### Extracted records
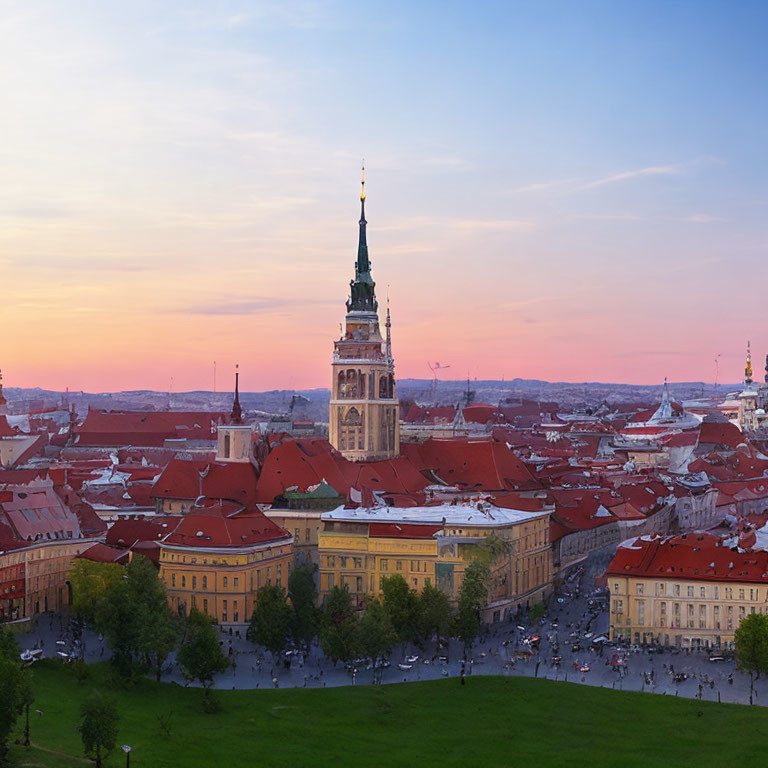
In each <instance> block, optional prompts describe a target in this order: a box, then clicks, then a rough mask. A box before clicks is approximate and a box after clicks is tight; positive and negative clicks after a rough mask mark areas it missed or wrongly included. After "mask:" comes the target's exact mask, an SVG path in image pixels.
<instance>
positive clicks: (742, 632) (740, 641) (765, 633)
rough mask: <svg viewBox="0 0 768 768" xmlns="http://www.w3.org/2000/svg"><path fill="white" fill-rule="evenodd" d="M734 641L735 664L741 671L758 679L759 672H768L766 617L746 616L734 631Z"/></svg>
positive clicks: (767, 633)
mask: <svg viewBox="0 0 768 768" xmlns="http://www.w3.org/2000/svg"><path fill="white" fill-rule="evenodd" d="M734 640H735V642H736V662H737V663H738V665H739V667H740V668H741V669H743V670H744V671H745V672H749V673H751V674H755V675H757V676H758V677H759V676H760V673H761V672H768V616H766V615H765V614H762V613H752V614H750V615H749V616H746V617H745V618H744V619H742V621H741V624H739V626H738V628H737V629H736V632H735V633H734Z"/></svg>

...

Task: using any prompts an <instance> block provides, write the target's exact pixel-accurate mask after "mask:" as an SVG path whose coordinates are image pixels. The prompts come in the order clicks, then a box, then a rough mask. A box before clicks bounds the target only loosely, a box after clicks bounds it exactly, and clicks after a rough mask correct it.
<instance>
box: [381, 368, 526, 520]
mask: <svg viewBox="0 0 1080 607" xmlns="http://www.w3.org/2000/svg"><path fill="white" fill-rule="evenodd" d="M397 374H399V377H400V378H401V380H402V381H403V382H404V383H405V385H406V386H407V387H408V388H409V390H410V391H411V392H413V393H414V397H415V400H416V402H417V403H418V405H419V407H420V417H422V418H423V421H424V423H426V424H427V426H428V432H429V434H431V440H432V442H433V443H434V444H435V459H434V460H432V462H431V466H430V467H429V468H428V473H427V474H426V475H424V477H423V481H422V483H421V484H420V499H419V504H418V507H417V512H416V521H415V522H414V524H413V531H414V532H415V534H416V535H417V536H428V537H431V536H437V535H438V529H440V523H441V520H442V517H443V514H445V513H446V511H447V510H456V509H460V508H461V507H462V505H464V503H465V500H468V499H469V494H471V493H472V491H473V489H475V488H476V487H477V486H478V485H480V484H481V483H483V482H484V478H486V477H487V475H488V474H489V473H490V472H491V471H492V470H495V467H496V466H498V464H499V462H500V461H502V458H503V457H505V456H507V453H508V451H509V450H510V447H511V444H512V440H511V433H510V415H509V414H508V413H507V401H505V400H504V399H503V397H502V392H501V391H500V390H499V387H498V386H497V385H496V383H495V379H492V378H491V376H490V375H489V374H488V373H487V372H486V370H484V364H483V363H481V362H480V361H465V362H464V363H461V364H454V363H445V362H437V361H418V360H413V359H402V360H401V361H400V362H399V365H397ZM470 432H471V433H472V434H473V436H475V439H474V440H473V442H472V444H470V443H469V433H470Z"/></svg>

### Assigned task
Your answer must consist of every line in the listing that contains "prompts".

### Response area
In each <instance> block, optional prompts describe a target in this order: a box, then clicks, then a rough mask. A box before clicks is approximate and a box after clicks is tight; positive and negative clicks after a rough mask mark areas it missed or wrongly included. After "mask:" comes the target's exact mask, an SVG path in image pixels.
Task: using any prompts an <instance> block provides, write the target's exact pixel-accurate mask after "mask:" as an SVG path whose coordinates are image pixels. The prompts come in the order clicks, then a box, then a rough mask. A box before clicks bounds the target only loosely, a box after clicks bounds it exactly, and clicks after a rough mask correct it.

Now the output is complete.